------ EXTRACT

Blue Book Credit Scores range from 500 to 1000

An October 2018 Blueprints article entitled, “Extending Credit? Know the Score,” discussed the effectiveness of Blue Book scores.

The article cites companies with a score of 800 or greater have less than 1% probability of going out of business owing money within a 12-month period.

Further, research shows companies with a score in the 600 to 699 range were about 3 times as likely to go out of business and 12 times more likely to do so owing money, than those with scores in the 800s.

Maurice Cameron, managing member of The Flavor Tree Fruit Company, LLC BB #:260549 in Hanford, CA, agrees, offering his perspective: “Our experience with scores is that they accurately predict the likelihood of slow or prompt payment.”

Another fact to keep in mind is that score migration is relatively stationary over time.

In other words, a company scored in a particular risk band at present is most likely to be scored in the same band in the near term, while the tendency to be scored in the same risk band over a lengthier period does moderately decline, but migration is generally limited to neighboring risk bands.

So what does all this mean? Although company scores can improve or decline with pay performance, scores and risk tend to act a little like Isaac Newton’s first law of motion: what is at rest tends to stay at rest, and what is in motion tends to stay in motion.

------------

WHAT THIS EXERCISE ASKS ::
1. According to the text on Blue Book credit scores, what is the probability that a company with a score of 800 or greater will go out of business owing money within a 12-month period?
2. Continue the text on Blue Book credit scores from its final sentence.

------ DATA PROVIDED

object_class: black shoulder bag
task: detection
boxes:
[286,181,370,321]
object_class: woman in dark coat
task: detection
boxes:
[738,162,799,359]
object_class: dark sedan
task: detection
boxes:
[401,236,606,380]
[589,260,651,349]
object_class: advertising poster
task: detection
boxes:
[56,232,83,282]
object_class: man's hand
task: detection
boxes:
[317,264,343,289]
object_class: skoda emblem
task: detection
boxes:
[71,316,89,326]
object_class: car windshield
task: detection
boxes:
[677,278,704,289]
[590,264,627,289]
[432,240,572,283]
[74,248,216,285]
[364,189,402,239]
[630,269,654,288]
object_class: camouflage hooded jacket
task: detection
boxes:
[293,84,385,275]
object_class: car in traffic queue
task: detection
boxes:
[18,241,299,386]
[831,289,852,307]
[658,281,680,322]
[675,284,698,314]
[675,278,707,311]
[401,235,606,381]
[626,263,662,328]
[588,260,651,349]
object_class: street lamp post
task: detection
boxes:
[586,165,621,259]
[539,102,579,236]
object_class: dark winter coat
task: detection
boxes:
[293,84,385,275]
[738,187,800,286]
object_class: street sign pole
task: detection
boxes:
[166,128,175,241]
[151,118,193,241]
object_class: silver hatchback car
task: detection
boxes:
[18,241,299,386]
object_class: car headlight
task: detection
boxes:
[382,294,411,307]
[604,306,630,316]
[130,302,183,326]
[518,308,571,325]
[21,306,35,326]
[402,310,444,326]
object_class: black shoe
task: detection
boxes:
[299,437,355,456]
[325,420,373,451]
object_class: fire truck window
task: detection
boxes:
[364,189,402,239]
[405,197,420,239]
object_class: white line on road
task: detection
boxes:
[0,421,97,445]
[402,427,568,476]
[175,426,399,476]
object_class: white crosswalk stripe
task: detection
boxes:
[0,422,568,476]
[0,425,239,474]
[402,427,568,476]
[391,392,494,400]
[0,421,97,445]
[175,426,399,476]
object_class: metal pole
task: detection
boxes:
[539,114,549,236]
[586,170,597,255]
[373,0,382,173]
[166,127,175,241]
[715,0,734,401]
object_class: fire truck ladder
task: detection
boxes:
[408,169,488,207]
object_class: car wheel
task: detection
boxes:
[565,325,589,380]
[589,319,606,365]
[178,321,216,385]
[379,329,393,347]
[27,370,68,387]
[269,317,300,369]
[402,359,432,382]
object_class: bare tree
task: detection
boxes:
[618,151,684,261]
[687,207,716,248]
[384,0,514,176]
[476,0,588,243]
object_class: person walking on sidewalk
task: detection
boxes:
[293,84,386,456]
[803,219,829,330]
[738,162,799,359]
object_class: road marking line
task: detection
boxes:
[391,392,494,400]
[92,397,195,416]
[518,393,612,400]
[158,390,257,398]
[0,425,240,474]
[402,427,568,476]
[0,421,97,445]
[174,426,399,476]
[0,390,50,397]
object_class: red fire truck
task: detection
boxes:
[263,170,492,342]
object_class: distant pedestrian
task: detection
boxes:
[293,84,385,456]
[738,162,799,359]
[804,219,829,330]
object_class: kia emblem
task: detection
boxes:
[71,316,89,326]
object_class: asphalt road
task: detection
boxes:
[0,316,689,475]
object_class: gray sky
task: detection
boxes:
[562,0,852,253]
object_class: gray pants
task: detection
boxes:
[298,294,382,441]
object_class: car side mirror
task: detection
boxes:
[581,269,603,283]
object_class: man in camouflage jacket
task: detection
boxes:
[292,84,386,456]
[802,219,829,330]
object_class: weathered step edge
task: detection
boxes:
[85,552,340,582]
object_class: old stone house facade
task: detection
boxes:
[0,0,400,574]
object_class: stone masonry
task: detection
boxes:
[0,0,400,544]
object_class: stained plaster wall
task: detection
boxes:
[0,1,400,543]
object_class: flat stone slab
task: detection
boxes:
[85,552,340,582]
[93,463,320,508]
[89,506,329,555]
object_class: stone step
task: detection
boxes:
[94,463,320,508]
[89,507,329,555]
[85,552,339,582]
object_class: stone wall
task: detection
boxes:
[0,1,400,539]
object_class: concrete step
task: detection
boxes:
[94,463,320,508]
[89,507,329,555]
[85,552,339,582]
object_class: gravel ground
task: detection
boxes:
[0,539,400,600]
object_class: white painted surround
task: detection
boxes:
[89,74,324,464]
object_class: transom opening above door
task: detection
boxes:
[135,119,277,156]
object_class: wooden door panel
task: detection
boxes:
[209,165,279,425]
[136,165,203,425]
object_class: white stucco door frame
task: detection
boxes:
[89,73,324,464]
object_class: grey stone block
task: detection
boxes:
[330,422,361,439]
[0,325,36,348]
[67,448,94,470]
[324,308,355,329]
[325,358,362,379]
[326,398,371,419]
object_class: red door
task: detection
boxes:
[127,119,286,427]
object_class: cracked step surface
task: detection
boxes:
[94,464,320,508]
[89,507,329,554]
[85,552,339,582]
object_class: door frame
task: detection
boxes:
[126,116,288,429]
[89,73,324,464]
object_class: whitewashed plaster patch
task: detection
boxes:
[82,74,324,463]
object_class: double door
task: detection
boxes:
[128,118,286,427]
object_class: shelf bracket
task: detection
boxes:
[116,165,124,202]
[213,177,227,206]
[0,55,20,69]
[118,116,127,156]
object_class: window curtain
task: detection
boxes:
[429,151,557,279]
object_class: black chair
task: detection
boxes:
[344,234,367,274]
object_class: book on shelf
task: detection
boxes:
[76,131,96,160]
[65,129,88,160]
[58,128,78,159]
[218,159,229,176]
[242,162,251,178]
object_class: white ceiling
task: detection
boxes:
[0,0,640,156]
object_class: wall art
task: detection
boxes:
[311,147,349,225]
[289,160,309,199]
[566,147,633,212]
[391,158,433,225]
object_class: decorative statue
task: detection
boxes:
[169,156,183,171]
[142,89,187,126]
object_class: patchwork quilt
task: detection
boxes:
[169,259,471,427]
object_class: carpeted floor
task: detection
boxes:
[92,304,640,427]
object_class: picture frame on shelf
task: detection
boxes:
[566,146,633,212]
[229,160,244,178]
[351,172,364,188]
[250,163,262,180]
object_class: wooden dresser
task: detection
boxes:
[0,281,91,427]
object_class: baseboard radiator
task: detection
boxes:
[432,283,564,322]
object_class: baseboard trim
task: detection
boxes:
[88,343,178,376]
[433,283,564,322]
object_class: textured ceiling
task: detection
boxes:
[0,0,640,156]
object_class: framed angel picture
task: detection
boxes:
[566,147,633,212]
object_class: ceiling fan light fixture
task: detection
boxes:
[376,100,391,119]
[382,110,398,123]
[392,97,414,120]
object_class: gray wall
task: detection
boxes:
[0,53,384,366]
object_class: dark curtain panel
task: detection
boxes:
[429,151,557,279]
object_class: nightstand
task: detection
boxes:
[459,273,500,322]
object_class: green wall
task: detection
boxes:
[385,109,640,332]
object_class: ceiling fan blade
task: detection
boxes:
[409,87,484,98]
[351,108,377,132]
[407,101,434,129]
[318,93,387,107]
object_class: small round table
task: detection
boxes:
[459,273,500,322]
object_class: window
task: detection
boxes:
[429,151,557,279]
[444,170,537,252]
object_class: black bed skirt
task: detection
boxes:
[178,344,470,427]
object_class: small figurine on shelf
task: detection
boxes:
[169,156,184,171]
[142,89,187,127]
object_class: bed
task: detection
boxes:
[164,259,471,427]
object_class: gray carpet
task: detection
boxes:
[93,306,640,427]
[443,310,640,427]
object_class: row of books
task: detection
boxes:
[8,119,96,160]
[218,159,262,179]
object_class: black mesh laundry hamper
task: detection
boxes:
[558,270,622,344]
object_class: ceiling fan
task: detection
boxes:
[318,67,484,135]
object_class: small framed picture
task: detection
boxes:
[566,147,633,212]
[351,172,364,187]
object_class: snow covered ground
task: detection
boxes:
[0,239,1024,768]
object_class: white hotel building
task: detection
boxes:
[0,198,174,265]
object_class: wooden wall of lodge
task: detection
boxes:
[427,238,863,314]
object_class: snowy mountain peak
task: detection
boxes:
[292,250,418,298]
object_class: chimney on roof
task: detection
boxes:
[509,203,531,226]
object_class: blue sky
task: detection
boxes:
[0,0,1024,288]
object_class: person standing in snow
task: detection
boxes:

------------
------ DATA PROVIDED

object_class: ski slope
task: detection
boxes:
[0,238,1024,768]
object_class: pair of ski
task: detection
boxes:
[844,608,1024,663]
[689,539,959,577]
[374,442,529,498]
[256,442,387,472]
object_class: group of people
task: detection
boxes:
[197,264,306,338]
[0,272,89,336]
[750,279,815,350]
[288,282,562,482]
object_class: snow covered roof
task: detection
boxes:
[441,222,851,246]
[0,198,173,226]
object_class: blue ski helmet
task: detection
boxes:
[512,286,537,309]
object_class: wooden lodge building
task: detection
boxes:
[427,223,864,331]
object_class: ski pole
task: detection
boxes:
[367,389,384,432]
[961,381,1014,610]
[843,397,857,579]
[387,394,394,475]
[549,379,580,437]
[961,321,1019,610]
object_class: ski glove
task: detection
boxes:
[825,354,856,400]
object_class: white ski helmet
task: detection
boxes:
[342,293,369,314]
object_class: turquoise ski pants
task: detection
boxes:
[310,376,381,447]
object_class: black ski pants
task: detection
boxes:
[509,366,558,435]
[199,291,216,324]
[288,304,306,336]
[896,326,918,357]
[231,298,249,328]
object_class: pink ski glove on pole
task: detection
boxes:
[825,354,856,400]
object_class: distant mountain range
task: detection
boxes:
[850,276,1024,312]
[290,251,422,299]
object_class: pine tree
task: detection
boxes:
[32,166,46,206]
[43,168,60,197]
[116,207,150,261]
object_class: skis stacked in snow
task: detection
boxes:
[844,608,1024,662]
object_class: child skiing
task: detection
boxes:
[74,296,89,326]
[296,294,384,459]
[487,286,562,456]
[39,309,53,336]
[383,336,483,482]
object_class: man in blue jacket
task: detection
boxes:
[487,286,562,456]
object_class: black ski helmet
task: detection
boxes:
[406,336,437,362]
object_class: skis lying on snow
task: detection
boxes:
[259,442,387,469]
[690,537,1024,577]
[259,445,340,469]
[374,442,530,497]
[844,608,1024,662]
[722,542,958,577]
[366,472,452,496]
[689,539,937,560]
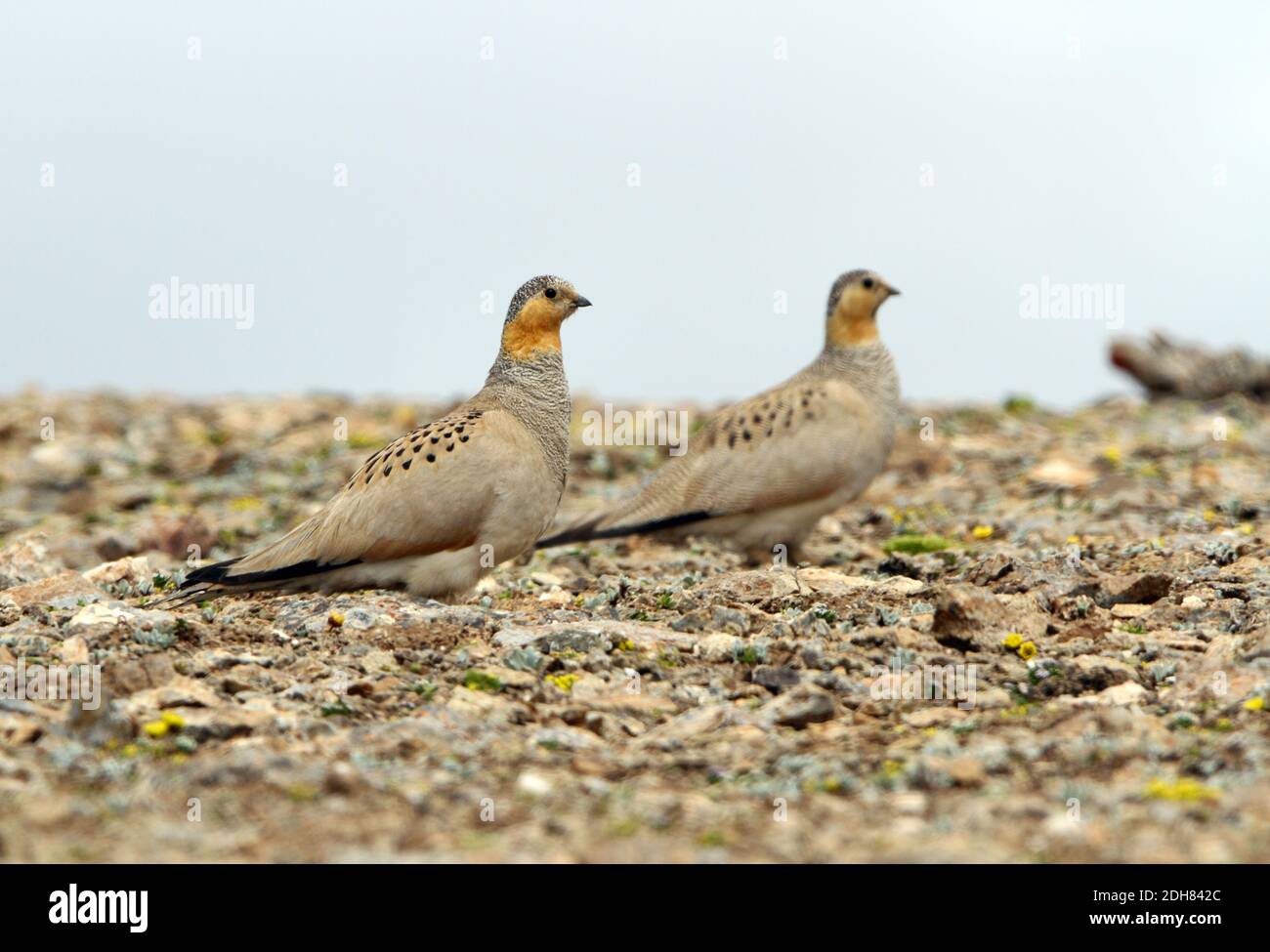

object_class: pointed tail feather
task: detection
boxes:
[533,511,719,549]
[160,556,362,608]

------------

ANSWERS FOR THE TASKS ::
1. Less than 1%.

2.
Being Realistic
Slow pay adversely affects a score more than any other type of data variable. However, even the industry’s best payers have some slow pay data as a result of delayed seller invoicing, missed paperwork, problem files, or even consignment deals.

Such data, in small quantities, can and will impact a company’s score—but as long as the data pool is sufficient, a score should be of relatively low risk.

The important thing to remember is that scoring models require data, and preferably, a lot of it.

If a company has limited partners, its score has a higher probability of being more volatile and lower than the score of a company with a higher number of trading partners. This is because a few slow, outlier data points have less impact on the overall score.

A newer company that may have a good and higher score than a company with greater tenure also has a higher probability of more score volatility, as it lacks historical data.

New companies often start out with a higher score, as they may initially bend over backwards for vendors. But as they settle in and become more comfortable with supplier relationships, the tendency is often for these companies to keep payment within terms, but slow down, resulting in a score decline.

We receive many inquiries on this subject. Although risk is ranked according to trading performance within our scored population, scores are not necessarily a suggestion that one company is better than another.

When evaluating a new company score, it’s important to understand data depth because data-thin scores do exist and are inherently more at risk of incurring an adverse score change.

This an excerpt from the Credit and Finance department in the May/June 2022 issue of Produce Blueprints Magazine. Click here to read the whole issue.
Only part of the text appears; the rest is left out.